# ИЗВЛЕЧЁННЫЕ ЗАПИСИ

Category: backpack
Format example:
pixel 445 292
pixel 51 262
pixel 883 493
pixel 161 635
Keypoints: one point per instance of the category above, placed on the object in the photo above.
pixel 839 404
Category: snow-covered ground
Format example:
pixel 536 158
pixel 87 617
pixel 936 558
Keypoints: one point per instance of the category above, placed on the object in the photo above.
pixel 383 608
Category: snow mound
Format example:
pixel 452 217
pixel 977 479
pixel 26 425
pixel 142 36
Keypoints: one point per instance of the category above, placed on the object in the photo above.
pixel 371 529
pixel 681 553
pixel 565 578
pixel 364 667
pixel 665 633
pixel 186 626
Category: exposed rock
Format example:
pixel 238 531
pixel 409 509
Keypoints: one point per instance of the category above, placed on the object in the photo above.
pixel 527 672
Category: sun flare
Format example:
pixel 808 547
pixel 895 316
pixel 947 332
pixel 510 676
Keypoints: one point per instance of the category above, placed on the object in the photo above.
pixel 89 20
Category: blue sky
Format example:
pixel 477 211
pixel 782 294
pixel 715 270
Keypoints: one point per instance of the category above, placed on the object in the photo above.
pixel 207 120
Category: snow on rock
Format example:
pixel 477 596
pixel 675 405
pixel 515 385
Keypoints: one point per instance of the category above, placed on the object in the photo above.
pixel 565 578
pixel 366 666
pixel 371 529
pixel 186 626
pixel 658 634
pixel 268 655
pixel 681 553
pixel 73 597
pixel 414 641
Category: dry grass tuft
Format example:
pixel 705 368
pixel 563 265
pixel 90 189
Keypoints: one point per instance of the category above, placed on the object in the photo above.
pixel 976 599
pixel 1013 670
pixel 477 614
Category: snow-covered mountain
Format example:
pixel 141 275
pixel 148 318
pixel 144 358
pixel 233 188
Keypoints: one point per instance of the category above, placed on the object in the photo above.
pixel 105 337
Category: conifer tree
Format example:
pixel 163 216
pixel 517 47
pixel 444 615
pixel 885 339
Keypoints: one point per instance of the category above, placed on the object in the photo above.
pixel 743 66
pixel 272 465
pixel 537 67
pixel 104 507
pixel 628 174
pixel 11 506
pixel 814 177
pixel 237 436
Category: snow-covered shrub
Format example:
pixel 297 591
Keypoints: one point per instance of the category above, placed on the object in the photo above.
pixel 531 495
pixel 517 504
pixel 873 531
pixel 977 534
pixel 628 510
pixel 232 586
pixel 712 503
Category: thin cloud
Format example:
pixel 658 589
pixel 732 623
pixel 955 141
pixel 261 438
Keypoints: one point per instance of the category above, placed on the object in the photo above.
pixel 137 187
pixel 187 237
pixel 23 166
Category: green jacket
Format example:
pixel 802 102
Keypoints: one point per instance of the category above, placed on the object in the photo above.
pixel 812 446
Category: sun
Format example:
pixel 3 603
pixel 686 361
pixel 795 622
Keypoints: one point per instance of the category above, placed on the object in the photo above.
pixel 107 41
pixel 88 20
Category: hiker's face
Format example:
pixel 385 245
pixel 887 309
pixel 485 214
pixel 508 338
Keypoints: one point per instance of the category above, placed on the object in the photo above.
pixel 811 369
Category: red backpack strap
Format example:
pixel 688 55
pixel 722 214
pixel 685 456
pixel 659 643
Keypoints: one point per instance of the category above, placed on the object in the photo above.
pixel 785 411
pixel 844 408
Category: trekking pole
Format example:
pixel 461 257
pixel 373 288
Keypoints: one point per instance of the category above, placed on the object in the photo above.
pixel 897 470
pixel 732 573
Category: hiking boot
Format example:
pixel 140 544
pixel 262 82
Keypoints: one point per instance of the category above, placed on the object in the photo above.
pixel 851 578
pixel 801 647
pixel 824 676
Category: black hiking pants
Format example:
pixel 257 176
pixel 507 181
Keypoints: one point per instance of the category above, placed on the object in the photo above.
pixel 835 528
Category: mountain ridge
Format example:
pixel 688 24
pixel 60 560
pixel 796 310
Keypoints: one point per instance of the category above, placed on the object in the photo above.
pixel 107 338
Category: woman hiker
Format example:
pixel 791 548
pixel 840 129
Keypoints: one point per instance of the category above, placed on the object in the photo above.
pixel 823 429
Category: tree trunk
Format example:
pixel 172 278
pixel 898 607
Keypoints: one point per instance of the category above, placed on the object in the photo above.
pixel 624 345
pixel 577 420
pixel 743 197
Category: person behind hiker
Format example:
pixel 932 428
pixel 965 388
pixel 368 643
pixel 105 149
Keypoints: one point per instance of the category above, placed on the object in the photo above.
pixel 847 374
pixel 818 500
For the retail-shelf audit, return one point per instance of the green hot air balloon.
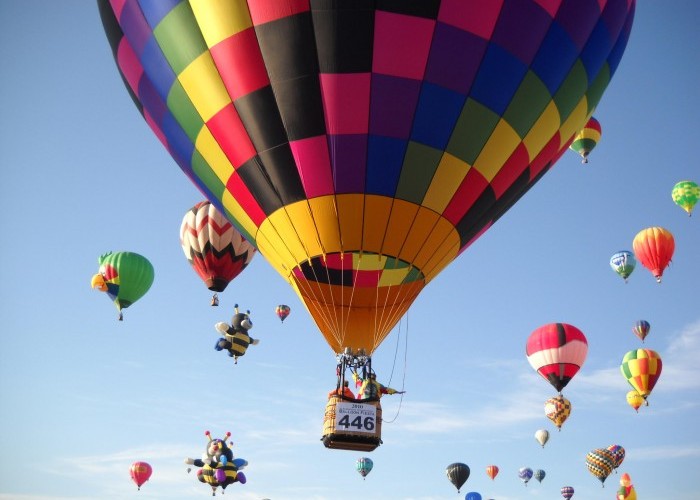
(125, 276)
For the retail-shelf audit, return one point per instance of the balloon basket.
(352, 425)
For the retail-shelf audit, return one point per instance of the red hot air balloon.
(215, 249)
(140, 473)
(654, 247)
(557, 351)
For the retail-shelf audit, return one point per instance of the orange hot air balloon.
(654, 247)
(492, 471)
(140, 473)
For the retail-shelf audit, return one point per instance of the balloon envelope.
(557, 351)
(642, 369)
(213, 247)
(685, 194)
(586, 139)
(140, 472)
(458, 473)
(623, 263)
(362, 146)
(654, 247)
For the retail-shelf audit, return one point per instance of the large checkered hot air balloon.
(557, 351)
(213, 247)
(362, 146)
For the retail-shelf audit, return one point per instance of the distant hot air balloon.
(542, 436)
(213, 247)
(282, 311)
(525, 474)
(600, 463)
(140, 473)
(557, 410)
(641, 329)
(557, 351)
(626, 490)
(618, 454)
(623, 263)
(686, 194)
(642, 369)
(586, 139)
(634, 399)
(457, 473)
(654, 247)
(125, 276)
(364, 466)
(363, 146)
(492, 471)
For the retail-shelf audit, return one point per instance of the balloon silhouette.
(362, 147)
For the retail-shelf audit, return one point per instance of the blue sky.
(83, 395)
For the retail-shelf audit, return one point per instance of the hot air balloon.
(567, 492)
(557, 410)
(282, 311)
(634, 399)
(140, 473)
(364, 466)
(641, 329)
(586, 139)
(626, 490)
(685, 194)
(642, 369)
(654, 247)
(542, 436)
(600, 463)
(125, 276)
(458, 473)
(213, 247)
(557, 351)
(539, 475)
(362, 147)
(525, 474)
(618, 454)
(492, 471)
(623, 263)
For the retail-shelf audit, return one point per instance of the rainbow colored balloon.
(362, 146)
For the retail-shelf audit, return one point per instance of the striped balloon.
(557, 351)
(642, 369)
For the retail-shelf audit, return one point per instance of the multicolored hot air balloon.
(364, 466)
(525, 474)
(542, 436)
(557, 409)
(626, 490)
(492, 471)
(586, 139)
(361, 147)
(654, 247)
(125, 276)
(458, 473)
(140, 472)
(686, 194)
(623, 263)
(600, 463)
(539, 475)
(642, 369)
(282, 311)
(557, 352)
(213, 247)
(618, 454)
(641, 329)
(634, 399)
(567, 492)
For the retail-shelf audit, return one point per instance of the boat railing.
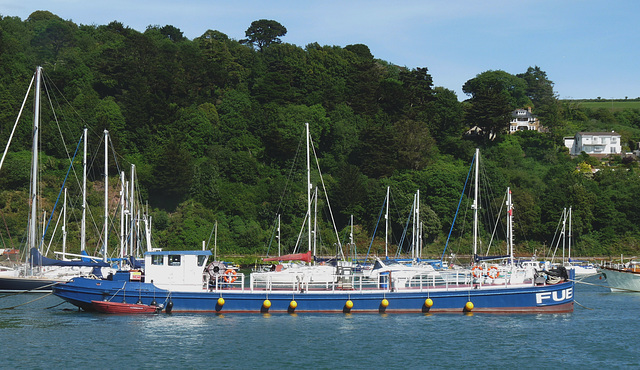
(225, 282)
(301, 283)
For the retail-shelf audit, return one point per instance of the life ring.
(230, 276)
(476, 271)
(493, 272)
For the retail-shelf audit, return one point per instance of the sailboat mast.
(418, 226)
(64, 226)
(564, 233)
(475, 206)
(413, 225)
(106, 194)
(351, 243)
(308, 185)
(315, 220)
(123, 210)
(569, 235)
(510, 224)
(386, 228)
(34, 162)
(132, 234)
(83, 227)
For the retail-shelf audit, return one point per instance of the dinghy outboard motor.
(557, 275)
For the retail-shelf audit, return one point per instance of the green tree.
(264, 32)
(540, 91)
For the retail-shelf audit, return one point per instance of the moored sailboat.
(176, 280)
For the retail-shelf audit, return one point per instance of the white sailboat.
(295, 272)
(41, 273)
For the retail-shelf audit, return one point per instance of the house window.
(174, 260)
(202, 260)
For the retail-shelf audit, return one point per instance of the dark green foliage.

# ОПИСАНИЕ ЗАДАЧИ
Замените «sun flare» на «lens flare» во всех записях от самого начала до строки с «pixel 207 120» включительно. Приведите эти строки целиком, больше ничего не меняя.

# РЕЗУЛЬТАТ
Category: backpack
Format example:
pixel 445 292
pixel 51 262
pixel 883 493
pixel 161 635
Keypoints: one point per instance of the category above, placed on the object in the photo above.
pixel 839 404
Category: snow-covered ground
Format example:
pixel 536 158
pixel 87 617
pixel 936 558
Keypoints: one point per instance of the category above, placed on the object in the photo above.
pixel 383 608
Category: snow mound
Format example:
pixel 452 217
pixel 977 479
pixel 26 425
pixel 142 36
Keypoints: one point per instance of the category above, placed on the object in the photo above.
pixel 371 529
pixel 681 553
pixel 565 578
pixel 364 667
pixel 665 633
pixel 186 626
Category: exposed rock
Format example:
pixel 238 531
pixel 409 509
Keypoints: one point per instance of the category above, placed on the object in the photo above.
pixel 527 672
Category: lens flare
Format example:
pixel 808 547
pixel 895 316
pixel 947 332
pixel 510 676
Keypoints: one point per instance of the category above, placed on the object in the photo above.
pixel 89 20
Category: blue sky
Format example:
pixel 477 211
pixel 782 294
pixel 715 270
Keypoints: one point per instance of the category above, placed on the object in the photo above.
pixel 207 120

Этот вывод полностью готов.